# start of SUPPLIED ENTRIES

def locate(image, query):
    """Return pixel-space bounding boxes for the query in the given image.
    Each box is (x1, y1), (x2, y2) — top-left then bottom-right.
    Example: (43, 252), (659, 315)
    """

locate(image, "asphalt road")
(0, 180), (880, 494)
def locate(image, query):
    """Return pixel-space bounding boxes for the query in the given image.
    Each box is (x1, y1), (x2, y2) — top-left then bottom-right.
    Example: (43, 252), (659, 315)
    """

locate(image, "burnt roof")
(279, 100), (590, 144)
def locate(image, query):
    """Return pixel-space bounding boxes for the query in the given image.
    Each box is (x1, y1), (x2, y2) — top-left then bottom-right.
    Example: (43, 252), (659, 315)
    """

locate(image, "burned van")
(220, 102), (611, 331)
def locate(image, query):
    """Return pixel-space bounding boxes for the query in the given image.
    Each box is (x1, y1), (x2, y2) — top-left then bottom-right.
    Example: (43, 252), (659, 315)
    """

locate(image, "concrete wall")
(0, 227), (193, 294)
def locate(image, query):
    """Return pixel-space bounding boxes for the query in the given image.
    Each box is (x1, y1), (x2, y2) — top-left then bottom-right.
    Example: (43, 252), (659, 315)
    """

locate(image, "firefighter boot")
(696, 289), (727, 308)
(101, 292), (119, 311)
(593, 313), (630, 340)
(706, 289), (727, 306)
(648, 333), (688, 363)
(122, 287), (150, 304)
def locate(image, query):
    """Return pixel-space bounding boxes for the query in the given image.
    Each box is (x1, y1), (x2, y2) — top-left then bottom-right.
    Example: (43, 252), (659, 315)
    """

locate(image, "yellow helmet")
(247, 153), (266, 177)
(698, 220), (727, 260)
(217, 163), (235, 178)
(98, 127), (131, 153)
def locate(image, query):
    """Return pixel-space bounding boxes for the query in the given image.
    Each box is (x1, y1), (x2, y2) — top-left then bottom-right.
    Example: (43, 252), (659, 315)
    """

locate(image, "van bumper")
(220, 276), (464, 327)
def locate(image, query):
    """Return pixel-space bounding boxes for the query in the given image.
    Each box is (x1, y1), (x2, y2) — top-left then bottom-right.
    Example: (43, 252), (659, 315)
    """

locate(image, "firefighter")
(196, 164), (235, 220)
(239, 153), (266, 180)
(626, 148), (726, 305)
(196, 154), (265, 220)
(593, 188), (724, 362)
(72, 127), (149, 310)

# end of SUPPLIED ENTRIES

Can you format every line of the rows above as a numbered list, leaving out the blank lines?

1. def locate(image, query):
2.     """Return pixel-space bounding boxes for the query in the given image.
3.     Each box is (x1, y1), (x2, y2) — top-left then bottom-right.
4.     Example: (43, 252), (659, 315)
5.     """
6. locate(image, "asphalt road")
7. (0, 180), (880, 494)
8. def locate(image, query):
9.     """Return pixel-space bounding boxes for the query in the given image.
10.     Each box is (x1, y1), (x2, y2) — top-left then bottom-right.
11.     Example: (43, 252), (659, 315)
12.     """
13. locate(image, "burnt roof")
14. (279, 100), (590, 144)
15. def locate(image, query):
16.     """Return pixel-space bounding boxes for the query in the given image.
17.     Each box is (x1, y1), (x2, y2) — top-left then bottom-right.
18.     Example: (43, 252), (659, 315)
19.     """
20. locate(image, "burned van")
21. (220, 102), (611, 331)
22. def locate(image, query):
23.     """Return pixel-space bounding boxes for the query in the given image.
24.     Each box is (x1, y1), (x2, y2) — top-left then bottom-right.
25.     Example: (43, 252), (659, 315)
26.     """
27. locate(image, "concrete wall")
28. (0, 227), (193, 294)
29. def locate(image, query):
30.     """Return pixel-space bounding boxes for the query in the given image.
31.     Each box is (x1, y1), (x2, y2) — top-left then bottom-right.
32.     Example: (43, 252), (659, 315)
33.     """
34. locate(image, "firefighter boot")
35. (696, 289), (727, 308)
36. (101, 292), (119, 311)
37. (593, 313), (630, 340)
38. (706, 289), (727, 306)
39. (648, 333), (688, 363)
40. (122, 287), (150, 304)
41. def locate(image, query):
42.     """Return pixel-space bounding boxes for the query in the given image.
43.     Each box is (x1, y1), (x2, y2) — top-left then bottom-right.
44.     Example: (43, 252), (659, 315)
45.     """
46. locate(image, "yellow helmet")
47. (247, 153), (266, 177)
48. (698, 220), (727, 260)
49. (217, 163), (235, 178)
50. (98, 127), (131, 153)
51. def locate(image, query):
52.     """Return pixel-space bounding boxes for the query in the given image.
53.     Each box is (x1, y1), (x2, y2) — top-left then bottom-right.
54.     Example: (43, 252), (659, 315)
55.     """
56. locate(image, "van bumper")
57. (220, 276), (464, 327)
58. def locate(image, query):
59.     """Return pixel-space bounding boxes for the query in the given image.
60.     Each box is (x1, y1), (x2, y2) — top-left then bottom-right.
61.     Example: (43, 252), (659, 315)
62.     """
63. locate(image, "firefighter")
64. (196, 164), (235, 220)
65. (239, 153), (266, 180)
66. (626, 148), (726, 305)
67. (196, 154), (265, 220)
68. (593, 188), (724, 362)
69. (72, 127), (149, 310)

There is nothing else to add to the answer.